== What to do ==
Put every line from the one containing "point: black double" down to the end of the records into a JSON list of strings, one string per line, with blank lines left out.

[Items listed in a dataset]
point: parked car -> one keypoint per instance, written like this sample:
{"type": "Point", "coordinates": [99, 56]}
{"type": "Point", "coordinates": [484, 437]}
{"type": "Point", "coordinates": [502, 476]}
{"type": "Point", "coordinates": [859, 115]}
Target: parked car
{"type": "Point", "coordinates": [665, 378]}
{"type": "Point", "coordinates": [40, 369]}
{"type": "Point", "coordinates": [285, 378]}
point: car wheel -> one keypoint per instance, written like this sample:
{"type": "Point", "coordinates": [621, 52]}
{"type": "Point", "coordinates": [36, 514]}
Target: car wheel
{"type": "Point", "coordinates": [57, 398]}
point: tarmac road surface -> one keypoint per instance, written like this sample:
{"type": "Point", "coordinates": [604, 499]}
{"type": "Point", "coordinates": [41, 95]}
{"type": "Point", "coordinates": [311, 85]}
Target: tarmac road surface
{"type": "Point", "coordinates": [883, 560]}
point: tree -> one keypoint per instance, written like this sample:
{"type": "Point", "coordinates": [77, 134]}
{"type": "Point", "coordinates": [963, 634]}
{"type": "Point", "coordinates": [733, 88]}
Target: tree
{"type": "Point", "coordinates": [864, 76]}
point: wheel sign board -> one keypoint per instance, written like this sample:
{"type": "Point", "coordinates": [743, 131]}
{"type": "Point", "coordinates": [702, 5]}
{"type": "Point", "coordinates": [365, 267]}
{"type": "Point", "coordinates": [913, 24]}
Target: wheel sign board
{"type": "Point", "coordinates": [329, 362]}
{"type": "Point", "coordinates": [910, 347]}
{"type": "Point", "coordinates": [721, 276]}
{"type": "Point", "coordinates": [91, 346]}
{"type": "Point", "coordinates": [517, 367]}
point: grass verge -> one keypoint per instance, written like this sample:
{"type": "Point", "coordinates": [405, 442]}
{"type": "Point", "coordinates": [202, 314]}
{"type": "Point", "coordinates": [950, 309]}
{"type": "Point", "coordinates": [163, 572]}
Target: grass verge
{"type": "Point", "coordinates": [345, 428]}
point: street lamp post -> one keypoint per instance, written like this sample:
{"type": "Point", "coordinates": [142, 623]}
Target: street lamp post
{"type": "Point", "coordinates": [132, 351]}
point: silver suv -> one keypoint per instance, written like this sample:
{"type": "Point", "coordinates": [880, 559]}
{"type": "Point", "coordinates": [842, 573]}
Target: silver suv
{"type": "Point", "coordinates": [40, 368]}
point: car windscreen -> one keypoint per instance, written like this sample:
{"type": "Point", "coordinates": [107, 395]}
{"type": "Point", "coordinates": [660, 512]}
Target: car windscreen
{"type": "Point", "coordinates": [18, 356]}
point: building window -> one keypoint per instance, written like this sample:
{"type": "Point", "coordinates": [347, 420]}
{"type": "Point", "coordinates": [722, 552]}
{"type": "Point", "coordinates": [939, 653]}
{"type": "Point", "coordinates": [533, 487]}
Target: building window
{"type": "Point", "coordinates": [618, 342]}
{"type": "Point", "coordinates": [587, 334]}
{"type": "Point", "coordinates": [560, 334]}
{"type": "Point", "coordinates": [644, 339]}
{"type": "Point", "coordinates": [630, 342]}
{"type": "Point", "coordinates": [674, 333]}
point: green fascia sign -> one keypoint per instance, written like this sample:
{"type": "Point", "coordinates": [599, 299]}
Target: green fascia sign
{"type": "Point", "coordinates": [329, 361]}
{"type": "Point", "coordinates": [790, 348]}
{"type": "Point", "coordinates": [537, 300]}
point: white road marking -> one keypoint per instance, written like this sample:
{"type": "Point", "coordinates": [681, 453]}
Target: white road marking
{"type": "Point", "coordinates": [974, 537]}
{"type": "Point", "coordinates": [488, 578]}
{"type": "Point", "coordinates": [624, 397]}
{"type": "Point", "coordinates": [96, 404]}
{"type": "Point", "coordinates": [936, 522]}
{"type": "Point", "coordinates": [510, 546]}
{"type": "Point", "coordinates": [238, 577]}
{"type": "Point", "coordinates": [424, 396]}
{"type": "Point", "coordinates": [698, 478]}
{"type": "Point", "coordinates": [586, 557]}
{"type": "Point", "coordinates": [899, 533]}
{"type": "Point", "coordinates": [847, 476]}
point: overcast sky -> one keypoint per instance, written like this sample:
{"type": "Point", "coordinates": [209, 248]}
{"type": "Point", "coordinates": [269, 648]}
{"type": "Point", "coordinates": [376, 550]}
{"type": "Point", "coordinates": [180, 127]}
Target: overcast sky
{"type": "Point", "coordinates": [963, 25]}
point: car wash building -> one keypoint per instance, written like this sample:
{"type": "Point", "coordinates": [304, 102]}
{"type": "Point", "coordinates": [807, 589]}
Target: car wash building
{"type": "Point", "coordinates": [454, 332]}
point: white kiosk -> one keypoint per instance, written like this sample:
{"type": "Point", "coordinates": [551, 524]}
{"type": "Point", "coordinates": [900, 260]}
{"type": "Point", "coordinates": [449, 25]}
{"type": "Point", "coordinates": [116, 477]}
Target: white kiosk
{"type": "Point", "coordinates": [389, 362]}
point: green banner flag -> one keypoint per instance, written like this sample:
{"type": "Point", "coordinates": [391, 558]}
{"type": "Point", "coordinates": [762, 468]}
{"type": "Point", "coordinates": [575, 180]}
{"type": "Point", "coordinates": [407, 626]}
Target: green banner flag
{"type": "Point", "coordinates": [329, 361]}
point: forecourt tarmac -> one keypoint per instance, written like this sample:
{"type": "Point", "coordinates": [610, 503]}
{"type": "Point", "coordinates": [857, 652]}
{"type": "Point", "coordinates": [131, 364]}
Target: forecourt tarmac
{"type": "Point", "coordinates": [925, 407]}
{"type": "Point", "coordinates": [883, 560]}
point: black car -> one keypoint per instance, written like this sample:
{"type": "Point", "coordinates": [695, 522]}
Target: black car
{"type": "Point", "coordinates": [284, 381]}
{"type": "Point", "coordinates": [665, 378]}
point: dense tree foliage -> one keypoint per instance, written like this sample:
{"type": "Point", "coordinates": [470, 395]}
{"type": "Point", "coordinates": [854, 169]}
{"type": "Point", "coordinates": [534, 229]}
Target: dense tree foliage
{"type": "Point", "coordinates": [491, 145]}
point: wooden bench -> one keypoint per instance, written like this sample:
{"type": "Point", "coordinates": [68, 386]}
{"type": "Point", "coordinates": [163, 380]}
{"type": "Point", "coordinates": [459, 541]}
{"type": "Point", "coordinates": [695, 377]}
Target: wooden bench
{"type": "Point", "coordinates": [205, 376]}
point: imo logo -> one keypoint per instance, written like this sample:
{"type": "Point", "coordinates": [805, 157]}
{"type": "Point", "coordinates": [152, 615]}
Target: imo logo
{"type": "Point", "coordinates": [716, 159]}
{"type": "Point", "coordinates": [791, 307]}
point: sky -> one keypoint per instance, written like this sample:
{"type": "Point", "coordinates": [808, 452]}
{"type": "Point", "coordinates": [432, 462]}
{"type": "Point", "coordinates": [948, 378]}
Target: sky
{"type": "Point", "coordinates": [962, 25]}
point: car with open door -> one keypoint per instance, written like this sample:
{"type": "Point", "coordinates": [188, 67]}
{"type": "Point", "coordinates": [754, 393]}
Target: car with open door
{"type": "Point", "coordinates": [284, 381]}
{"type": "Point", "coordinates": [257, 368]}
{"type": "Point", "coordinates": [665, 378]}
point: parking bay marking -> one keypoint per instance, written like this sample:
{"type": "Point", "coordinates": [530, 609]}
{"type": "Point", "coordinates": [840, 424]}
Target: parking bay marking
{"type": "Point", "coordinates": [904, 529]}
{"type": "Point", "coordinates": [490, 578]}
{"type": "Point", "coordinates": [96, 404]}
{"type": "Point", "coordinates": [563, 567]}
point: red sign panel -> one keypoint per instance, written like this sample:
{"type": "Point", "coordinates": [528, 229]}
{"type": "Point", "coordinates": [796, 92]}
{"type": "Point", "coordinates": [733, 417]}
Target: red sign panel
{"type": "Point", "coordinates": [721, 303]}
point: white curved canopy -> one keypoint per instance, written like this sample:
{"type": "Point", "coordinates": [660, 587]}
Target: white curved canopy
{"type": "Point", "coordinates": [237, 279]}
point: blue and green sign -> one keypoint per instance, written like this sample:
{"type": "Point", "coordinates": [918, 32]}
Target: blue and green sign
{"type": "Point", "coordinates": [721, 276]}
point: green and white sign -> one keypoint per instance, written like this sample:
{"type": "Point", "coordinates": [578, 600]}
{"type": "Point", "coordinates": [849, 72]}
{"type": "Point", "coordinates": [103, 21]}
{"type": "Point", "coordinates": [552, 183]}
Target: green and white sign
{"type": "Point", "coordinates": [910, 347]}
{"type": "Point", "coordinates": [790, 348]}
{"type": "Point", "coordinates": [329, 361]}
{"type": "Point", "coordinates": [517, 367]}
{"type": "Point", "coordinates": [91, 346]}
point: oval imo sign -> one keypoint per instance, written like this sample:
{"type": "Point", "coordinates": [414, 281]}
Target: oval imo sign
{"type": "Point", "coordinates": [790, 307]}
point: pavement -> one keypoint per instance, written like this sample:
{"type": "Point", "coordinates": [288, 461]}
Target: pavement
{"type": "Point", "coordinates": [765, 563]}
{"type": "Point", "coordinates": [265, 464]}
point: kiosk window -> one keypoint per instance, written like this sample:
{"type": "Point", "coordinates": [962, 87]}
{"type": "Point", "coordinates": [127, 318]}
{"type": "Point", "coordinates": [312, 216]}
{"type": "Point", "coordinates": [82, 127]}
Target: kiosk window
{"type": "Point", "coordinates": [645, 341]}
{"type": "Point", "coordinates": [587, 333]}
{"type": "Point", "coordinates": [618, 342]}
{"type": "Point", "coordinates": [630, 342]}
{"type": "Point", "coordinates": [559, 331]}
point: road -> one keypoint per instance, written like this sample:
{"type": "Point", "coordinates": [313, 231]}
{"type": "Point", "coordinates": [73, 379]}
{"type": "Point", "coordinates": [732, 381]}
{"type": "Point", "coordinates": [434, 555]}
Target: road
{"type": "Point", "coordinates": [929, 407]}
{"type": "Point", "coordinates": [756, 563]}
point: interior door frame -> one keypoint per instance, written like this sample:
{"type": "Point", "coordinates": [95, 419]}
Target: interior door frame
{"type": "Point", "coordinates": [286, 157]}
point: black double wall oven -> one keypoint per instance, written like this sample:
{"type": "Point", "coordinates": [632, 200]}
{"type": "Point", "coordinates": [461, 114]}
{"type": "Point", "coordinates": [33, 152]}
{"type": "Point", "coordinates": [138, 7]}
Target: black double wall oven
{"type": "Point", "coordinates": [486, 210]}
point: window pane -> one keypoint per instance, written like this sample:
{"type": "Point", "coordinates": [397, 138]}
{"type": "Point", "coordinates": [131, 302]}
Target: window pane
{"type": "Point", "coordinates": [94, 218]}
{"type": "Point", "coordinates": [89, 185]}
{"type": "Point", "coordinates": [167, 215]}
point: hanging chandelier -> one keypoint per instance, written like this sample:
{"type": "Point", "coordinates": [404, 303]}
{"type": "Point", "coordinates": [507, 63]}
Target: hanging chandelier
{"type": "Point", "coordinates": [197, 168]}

== Reply to the task ==
[
  "point: black double wall oven -> one keypoint per instance, written like this sample:",
  "{\"type\": \"Point\", \"coordinates\": [632, 200]}",
  "{\"type\": \"Point\", \"coordinates\": [461, 114]}",
  "{\"type\": \"Point\", \"coordinates\": [33, 152]}",
  "{\"type\": \"Point\", \"coordinates\": [138, 7]}",
  "Target: black double wall oven",
  "{\"type\": \"Point\", \"coordinates\": [486, 210]}",
  "point: window pane -> one keypoint per instance, written like this sample:",
  "{\"type\": \"Point\", \"coordinates\": [397, 138]}",
  "{\"type\": \"Point\", \"coordinates\": [131, 302]}",
  "Target: window pane",
  "{\"type\": \"Point\", \"coordinates\": [94, 218]}",
  "{\"type\": \"Point\", \"coordinates\": [89, 185]}",
  "{\"type\": \"Point\", \"coordinates\": [167, 215]}",
  "point: hanging chandelier -> one keypoint per instance, written like this sample:",
  "{\"type\": \"Point\", \"coordinates\": [404, 303]}",
  "{\"type\": \"Point\", \"coordinates\": [507, 63]}",
  "Target: hanging chandelier",
  "{\"type\": \"Point\", \"coordinates\": [197, 168]}"
]